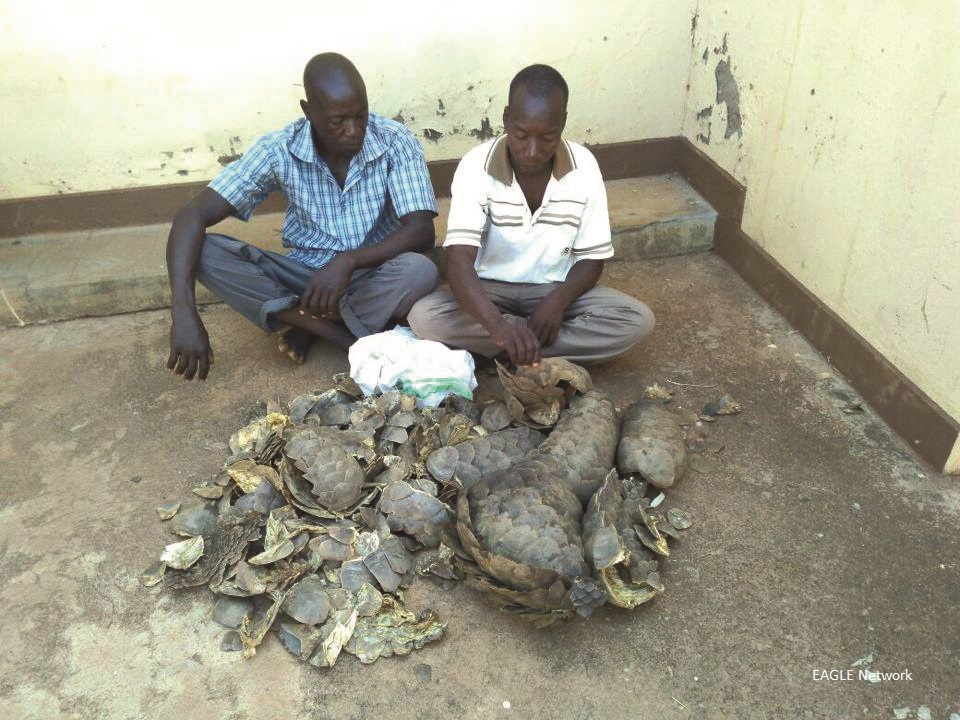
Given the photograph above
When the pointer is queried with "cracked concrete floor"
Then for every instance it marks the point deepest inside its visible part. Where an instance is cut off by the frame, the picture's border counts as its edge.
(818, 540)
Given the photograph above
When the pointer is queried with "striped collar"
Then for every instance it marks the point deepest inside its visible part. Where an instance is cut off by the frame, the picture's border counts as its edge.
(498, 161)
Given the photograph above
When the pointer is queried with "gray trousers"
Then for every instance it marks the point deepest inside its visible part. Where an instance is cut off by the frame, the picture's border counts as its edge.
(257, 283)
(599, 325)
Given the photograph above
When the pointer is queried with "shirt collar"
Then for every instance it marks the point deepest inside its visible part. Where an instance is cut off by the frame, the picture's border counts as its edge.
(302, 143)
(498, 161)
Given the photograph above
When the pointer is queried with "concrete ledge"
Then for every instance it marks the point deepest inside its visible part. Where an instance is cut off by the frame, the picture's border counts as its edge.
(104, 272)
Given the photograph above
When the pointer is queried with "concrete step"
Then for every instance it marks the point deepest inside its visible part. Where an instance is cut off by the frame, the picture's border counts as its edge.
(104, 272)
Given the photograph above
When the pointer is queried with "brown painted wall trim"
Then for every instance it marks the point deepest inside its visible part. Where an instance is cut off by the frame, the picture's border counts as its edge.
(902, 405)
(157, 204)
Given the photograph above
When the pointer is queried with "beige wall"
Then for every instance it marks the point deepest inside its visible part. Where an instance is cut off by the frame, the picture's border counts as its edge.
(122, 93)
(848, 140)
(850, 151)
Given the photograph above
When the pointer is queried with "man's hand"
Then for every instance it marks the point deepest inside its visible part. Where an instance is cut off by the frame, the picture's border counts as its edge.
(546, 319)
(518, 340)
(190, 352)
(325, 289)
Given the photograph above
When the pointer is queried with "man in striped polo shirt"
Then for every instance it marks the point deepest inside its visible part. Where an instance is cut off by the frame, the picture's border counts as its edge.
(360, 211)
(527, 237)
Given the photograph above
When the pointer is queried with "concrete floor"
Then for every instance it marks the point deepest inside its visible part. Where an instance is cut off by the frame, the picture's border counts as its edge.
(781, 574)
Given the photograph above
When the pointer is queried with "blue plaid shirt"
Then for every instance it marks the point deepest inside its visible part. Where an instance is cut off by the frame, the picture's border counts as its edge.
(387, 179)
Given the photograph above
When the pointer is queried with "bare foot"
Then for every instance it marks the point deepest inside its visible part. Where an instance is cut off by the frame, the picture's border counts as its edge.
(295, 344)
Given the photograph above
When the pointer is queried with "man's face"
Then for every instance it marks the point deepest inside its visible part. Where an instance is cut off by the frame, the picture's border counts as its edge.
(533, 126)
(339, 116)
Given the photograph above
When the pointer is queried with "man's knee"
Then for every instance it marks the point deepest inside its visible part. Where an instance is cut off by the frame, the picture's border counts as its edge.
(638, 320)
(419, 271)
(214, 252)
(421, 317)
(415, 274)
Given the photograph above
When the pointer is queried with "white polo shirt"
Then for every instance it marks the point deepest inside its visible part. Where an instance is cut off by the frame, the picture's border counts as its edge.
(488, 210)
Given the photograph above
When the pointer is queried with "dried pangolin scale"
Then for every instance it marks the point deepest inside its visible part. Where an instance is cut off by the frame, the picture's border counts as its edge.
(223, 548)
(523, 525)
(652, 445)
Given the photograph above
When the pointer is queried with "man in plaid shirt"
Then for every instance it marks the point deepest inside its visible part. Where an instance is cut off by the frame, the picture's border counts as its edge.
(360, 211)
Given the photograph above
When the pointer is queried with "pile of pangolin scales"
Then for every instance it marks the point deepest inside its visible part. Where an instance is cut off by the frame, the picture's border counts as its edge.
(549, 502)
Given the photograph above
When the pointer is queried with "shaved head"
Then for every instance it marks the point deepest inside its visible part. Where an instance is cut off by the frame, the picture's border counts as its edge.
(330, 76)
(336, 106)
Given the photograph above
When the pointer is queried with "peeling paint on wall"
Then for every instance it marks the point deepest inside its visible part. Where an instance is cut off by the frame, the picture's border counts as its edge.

### YOUR TASK
If a line in the entries contains the word "striped", copy that line out.

### FINISHED EXERCISE
When the pointer is queried with "striped collar"
When the pointer is queried with "man in striped polo shirt"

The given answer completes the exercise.